> _EXTRAIT DU DOCUMENT_
┄┄┄┄┄┄┄┄┄┄

Il en va sans doute ainsi en Tunisie, depuis l’effondrement du régime politique et la propulsion de toute la société dans une nouvelle période de profondes incertitudes quant à son devenir.

La métaphore d’Antonio Gramsci n’a jamais été autant d’actualité: « Le vieux monde se meurt, le nouveau monde tarde à apparaître et dans ce clair-obscur surgissent les monstres ».

Partout et dans les moindres plis et replis de la société, l’aléatoire, l’arbitraire, l’injustifié, l’immérité se sont insinués subrepticement partout, tant dans les rapports sociaux et interpersonnels que dans les relations à l’Etat et à ses institutions.

La liquéfaction de la société tunisienne s’observe à tous les étages.

Il ne s’agit pas de simples indices disséminés ici et là, mais bien d’une nouvelle séquence historique marquée par la déliquescence des institutions publiques, l’explosion de l’incivilité (y compris fiscale), la décomposition de la société politique avant même de s’être réellement constituée (tourisme politique), sur fond de dégénérescence de sa base économique et de ses mécanismes de fonctionnement.

Une personne sur deux en âge de travailler est désormais reléguer dans l’espace de l’économie informelle, vivant d’expédients, sans le moindre espoir d’en sortir ! La désindexation continue des salaires de l’inflation a fini aussi par laminer le pouvoir d’achat réel (et pas nominal) des couches intermédiaires les poussant à rechercher des échappatoires plus ou moins licites (2e activité, rétribution du soutien scolaire, prébendes diverses pour services rendus)….

La liste est bien trop longue, mais l’on pourrait tout autant observer les phénomènes de nécrose aux plans culturel et éthique: défiance tous azimuts, perte des horizons de sens, recroquevillement identitaire confessionnel ou régional ! On pourrait ainsi multiplier les angles d’approche qui témoignent de cette liquéfaction avancée.

Zygmunt Bauman décrit cette dilution du lien social: « La modernité liquide ne se fixe aucun objectif et ne trace aucune ligne d’arrivée ; plus précisément, elle n’attribue la qualité de la permanence qu’à l’état d’éphémère. Le temps s’écoule, il n’avance plus ».

┄┄┄┄┄┄┄┄┄┄

Données enregistrées:
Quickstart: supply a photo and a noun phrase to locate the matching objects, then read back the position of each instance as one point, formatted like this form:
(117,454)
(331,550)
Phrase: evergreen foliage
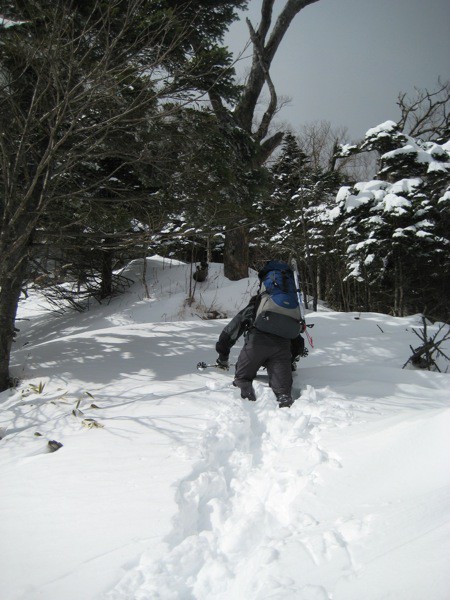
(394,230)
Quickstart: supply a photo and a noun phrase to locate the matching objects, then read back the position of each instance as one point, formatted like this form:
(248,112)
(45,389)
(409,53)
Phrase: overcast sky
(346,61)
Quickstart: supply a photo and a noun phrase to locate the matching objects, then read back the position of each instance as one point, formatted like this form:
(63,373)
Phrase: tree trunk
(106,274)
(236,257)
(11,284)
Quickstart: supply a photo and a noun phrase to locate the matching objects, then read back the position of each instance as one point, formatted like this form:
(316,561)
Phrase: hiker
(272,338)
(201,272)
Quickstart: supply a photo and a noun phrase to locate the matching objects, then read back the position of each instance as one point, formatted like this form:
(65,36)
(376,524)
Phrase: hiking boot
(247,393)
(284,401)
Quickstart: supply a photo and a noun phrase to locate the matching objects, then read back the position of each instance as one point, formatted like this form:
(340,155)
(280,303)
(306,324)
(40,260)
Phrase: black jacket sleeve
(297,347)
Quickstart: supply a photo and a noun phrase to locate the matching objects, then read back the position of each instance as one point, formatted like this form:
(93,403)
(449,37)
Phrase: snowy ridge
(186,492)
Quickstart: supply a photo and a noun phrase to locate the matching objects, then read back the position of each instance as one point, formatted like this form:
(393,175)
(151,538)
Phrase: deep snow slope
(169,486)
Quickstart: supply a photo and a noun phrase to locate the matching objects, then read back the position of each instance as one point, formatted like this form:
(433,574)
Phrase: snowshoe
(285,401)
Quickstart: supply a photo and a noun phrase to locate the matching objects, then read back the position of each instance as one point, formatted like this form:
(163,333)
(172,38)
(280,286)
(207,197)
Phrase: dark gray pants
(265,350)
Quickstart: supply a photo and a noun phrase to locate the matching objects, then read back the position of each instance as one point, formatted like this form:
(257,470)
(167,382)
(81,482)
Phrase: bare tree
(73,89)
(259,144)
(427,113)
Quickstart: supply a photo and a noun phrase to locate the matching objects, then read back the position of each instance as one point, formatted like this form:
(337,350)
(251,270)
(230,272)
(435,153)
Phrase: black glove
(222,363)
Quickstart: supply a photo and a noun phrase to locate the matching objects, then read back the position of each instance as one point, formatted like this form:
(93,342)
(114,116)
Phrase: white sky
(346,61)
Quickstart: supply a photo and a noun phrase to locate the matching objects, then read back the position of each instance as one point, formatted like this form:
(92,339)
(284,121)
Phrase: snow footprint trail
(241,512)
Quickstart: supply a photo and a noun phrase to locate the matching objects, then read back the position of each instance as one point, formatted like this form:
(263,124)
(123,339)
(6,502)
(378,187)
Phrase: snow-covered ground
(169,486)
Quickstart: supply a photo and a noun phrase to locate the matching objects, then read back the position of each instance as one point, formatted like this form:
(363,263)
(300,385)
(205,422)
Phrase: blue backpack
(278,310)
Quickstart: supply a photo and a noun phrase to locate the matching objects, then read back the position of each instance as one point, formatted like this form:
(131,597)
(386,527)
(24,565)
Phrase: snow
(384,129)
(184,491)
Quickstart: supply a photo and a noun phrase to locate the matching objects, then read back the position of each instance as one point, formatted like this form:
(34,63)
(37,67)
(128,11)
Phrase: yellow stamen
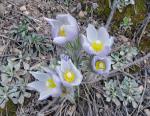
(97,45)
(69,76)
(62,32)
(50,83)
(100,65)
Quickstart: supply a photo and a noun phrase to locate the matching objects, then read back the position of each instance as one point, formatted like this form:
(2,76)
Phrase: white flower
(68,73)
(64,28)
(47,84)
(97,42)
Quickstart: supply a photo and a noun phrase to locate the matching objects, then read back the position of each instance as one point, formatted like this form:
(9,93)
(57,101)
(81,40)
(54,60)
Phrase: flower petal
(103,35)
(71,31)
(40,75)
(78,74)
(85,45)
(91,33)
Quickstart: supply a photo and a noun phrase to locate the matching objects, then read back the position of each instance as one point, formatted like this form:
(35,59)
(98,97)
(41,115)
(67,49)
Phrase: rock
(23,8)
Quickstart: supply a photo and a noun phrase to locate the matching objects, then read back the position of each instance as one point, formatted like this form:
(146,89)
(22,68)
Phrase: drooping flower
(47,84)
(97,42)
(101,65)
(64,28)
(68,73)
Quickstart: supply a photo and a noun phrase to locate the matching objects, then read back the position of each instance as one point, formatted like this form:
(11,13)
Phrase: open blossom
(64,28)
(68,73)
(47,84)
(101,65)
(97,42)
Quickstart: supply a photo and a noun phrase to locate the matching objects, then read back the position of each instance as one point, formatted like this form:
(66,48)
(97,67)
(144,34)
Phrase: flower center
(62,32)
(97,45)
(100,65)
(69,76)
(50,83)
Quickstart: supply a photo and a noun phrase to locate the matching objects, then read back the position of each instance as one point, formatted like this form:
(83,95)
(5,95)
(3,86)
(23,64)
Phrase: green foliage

┄┄┄┄┄┄┄┄┄┄

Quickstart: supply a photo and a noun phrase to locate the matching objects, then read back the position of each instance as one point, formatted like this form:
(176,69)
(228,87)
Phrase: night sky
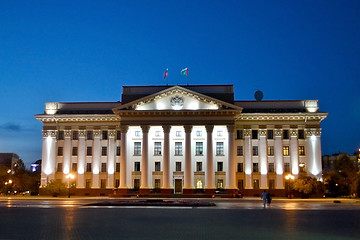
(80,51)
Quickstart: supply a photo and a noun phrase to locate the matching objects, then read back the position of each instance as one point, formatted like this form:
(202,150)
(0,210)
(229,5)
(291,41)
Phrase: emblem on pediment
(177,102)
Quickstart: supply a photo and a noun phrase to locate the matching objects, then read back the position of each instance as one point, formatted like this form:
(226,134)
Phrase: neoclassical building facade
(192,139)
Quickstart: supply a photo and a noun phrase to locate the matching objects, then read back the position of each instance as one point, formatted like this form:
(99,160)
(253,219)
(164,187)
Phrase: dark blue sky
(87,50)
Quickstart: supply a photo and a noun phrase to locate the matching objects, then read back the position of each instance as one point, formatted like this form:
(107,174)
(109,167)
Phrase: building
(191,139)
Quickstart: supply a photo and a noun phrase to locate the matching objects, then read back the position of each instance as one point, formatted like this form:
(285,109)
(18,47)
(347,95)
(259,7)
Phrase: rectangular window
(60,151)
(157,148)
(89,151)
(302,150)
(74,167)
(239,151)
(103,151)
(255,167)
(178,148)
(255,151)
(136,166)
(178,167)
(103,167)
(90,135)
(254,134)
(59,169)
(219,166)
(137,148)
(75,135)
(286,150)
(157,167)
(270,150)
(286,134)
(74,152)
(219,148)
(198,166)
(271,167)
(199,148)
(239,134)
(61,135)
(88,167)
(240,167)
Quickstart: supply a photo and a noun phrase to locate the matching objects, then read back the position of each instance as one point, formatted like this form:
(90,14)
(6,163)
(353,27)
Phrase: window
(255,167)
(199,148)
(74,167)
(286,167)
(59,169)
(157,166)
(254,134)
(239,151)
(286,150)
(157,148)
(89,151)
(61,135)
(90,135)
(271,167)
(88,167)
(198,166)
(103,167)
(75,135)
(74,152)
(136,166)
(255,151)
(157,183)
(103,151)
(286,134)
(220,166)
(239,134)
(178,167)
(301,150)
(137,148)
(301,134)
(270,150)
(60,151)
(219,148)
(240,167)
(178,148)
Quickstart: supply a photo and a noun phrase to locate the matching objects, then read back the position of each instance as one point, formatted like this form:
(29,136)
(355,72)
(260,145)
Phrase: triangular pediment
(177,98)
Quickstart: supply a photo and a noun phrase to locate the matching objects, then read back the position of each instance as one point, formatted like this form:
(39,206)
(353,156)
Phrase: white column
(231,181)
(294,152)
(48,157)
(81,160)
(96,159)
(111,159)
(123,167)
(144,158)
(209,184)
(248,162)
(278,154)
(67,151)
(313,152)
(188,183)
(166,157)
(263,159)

┄┄┄┄┄┄┄┄┄┄

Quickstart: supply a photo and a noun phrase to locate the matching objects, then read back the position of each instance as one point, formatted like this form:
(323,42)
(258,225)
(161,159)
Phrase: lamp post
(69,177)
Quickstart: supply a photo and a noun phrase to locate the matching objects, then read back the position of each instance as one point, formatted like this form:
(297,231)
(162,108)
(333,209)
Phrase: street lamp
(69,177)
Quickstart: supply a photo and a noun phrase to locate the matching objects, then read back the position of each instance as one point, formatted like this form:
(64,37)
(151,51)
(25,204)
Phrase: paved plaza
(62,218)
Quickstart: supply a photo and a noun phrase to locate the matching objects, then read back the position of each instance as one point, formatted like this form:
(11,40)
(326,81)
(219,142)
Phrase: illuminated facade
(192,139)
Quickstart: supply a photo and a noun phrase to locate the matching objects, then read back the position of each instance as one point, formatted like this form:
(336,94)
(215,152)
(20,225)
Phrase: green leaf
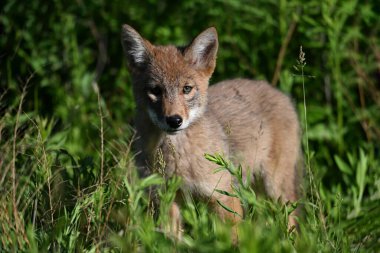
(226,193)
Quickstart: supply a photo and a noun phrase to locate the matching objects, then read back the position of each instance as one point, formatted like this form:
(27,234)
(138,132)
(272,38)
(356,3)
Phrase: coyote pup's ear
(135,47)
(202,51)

┄┄┄┄┄┄┄┄┄┄

> _CONSIGNES_
• 1. Pour chaque affirmation ci-dessous, dis si elle concorde avec l'extrait sur la Tunisie. Réponds par oui ou non et cite les mots du texte qui tranchent. (a) Selon l'extrait, la modernité liquide ne se fixe aucun objectif. (b) L'extrait attribue à Zygmunt Bauman la phrase sur le vieux monde qui se meurt. (c) Selon l'extrait, la liquéfaction de la société tunisienne ne se voit qu'à certains étages.
• 2. Relève toutes les lignes des enregistrements qui contiennent le mot "pediment".

> _RÉPONSES RÉDIGÉES_
• 1.
(a) Oui : « La modernité liquide ne se fixe aucun objectif ».
(b) Non : « La métaphore d’Antonio Gramsci ».
(c) Non : « La liquéfaction de la société tunisienne s’observe à tous les étages ».

• 2.
Phrase: emblem on pediment
Phrase: triangular pediment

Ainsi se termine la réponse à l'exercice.